[Available data]

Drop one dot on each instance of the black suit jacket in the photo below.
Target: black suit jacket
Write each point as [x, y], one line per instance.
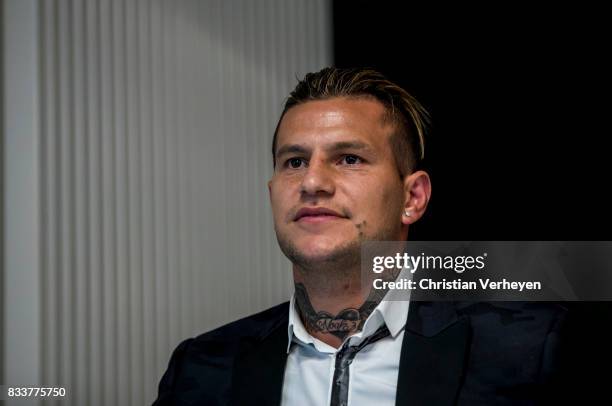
[452, 354]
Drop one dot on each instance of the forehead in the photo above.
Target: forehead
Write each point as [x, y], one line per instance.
[330, 119]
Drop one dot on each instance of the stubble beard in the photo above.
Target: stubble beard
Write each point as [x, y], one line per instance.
[342, 262]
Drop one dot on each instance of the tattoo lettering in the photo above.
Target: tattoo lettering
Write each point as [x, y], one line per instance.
[345, 323]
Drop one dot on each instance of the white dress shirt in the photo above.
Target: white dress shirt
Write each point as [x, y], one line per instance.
[372, 374]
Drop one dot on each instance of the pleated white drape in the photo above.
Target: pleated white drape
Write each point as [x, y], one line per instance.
[153, 136]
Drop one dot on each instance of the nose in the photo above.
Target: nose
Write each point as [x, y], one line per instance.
[318, 179]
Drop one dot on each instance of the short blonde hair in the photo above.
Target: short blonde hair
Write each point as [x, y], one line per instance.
[411, 119]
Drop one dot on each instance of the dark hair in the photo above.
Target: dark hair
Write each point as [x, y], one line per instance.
[402, 109]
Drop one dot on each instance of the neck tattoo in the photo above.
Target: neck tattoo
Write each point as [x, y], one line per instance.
[347, 322]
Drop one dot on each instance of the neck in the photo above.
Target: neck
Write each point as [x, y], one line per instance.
[333, 305]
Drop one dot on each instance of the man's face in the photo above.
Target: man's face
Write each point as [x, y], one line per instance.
[336, 182]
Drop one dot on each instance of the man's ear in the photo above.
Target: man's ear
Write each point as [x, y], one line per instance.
[417, 191]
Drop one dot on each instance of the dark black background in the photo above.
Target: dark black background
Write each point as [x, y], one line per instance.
[519, 97]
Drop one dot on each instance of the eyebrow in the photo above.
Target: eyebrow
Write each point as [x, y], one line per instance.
[337, 146]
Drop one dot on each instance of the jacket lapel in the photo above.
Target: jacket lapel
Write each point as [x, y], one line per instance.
[259, 372]
[433, 356]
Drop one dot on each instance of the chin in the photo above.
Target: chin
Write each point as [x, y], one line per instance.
[320, 251]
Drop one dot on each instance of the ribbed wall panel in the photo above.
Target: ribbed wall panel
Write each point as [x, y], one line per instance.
[156, 123]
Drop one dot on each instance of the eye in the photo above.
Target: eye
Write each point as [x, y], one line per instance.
[351, 159]
[294, 163]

[Task to complete] If a line in the data above holds the word "stubble", count it; give only the total.

[Exercise response] 2